*Entries from a dataset*.
--
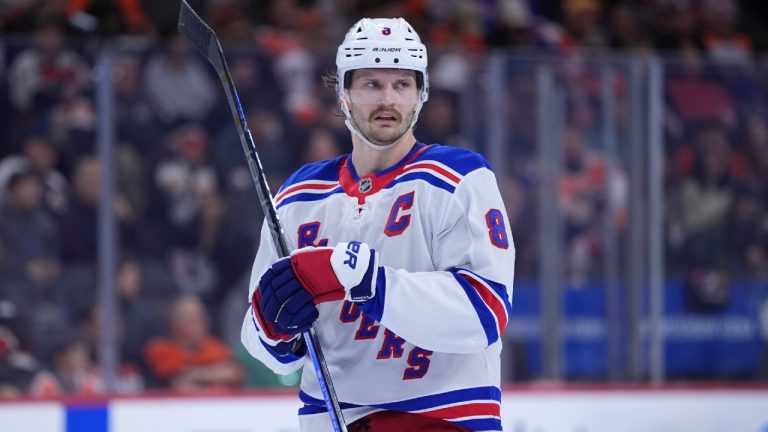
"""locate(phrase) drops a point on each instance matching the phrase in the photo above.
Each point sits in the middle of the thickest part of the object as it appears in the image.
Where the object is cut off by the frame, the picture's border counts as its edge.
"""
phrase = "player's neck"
(367, 160)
--
Copy the material above in full and exactly, skipping pictures.

*Task response*.
"""locate(phrase) drops a point on each instance matching the phrase in the photo above.
Each point sits in the middle of the thickest part of the object as it appears in the image.
Where the object is cut off by the frame, the picture's border counts as its edge.
"""
phrase = "player's neck"
(367, 160)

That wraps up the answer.